§ **ENTRIES**:
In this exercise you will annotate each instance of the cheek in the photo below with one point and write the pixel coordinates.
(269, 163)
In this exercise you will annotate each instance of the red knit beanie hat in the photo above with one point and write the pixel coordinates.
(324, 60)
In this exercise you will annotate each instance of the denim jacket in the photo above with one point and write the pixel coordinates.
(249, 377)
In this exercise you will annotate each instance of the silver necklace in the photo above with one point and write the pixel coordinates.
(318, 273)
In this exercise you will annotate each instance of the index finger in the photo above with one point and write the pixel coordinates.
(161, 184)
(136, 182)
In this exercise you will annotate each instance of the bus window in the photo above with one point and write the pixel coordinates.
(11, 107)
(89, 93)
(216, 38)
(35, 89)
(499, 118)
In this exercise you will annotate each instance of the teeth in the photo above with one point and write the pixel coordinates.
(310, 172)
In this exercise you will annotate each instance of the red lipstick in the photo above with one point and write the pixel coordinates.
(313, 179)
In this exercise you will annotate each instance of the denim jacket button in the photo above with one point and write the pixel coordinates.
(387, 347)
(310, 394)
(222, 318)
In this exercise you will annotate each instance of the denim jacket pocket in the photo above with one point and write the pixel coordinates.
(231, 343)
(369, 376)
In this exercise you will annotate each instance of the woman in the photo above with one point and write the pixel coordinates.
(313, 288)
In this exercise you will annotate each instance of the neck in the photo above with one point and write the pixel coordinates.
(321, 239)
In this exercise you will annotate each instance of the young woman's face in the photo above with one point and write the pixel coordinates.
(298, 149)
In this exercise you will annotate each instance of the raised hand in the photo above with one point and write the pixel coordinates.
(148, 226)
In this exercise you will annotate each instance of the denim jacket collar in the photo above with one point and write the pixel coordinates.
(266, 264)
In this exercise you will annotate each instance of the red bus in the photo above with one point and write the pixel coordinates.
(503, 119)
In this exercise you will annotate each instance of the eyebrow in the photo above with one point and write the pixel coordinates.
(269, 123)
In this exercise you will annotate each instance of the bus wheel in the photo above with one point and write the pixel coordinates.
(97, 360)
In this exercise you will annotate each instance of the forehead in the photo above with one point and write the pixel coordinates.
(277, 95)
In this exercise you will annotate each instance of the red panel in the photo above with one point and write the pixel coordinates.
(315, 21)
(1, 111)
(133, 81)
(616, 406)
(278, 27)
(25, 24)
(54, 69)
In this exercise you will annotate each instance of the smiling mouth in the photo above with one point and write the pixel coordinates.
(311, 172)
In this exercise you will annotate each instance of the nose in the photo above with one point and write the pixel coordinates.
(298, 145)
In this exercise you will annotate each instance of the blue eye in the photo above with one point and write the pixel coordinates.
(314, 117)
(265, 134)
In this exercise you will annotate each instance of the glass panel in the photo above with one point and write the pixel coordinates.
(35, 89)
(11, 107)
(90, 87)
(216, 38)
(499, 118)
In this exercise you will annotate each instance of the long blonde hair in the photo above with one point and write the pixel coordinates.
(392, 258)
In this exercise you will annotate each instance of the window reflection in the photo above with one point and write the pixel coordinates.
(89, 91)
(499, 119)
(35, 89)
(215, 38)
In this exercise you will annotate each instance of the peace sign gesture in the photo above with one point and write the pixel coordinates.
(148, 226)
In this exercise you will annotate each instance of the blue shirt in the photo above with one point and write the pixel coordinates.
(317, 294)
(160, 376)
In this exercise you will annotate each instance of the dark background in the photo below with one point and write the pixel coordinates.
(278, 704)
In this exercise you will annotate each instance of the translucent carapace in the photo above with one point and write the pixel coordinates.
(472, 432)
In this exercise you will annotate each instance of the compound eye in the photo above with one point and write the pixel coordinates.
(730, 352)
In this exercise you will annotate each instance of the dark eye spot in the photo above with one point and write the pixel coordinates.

§ **BRIEF**: Repeat the entries word for word, starting at the line that contains "In this exercise you will annotate each instance of the smiling" and ending with the last line of the entries.

§ **OUTPUT OF THE TASK**:
In this exercise you will annotate each instance of the smiling mouth in the photo above with one point and write the pixel coordinates.
(311, 172)
In this exercise you will annotate each instance of the nose in the photo above with one point and write the pixel coordinates.
(298, 145)
In this exercise you will annotate each instance of the blue eye in the photo above with one point and write the pixel coordinates.
(314, 117)
(265, 134)
In this exercise you will annotate each instance of the glass panel in the photo above with one point and write the pixel coordinates.
(35, 89)
(11, 107)
(90, 87)
(216, 38)
(499, 118)
In this exercise you will annotate each instance of the long blonde hair in the photo above with one point and write the pixel coordinates.
(392, 258)
In this exercise you will annotate each instance of the window reflection in the photo above with one point and write the pixel coordinates.
(89, 91)
(499, 119)
(35, 89)
(215, 38)
In this exercise you will annotate each instance of the peace sign gesture in the photo above with one point and write the pixel coordinates.
(148, 226)
In this exercise you will annotate each instance of the blue shirt in the photo above with one point and write the pixel coordinates.
(317, 294)
(160, 376)
In this exercise you will annotate each instance of the dark background in the photo below with one point and write the pixel coordinates.
(278, 704)
In this exercise you will annotate each instance of the translucent carapace in the photo above with one point and write the pixel coordinates.
(472, 432)
In this exercise you will annotate each instance of the compound eye in the photo above with one point and write the pixel coordinates.
(730, 352)
In this exercise you will annotate each instance of the dark eye spot in the photo above with one point and write the pixel coordinates.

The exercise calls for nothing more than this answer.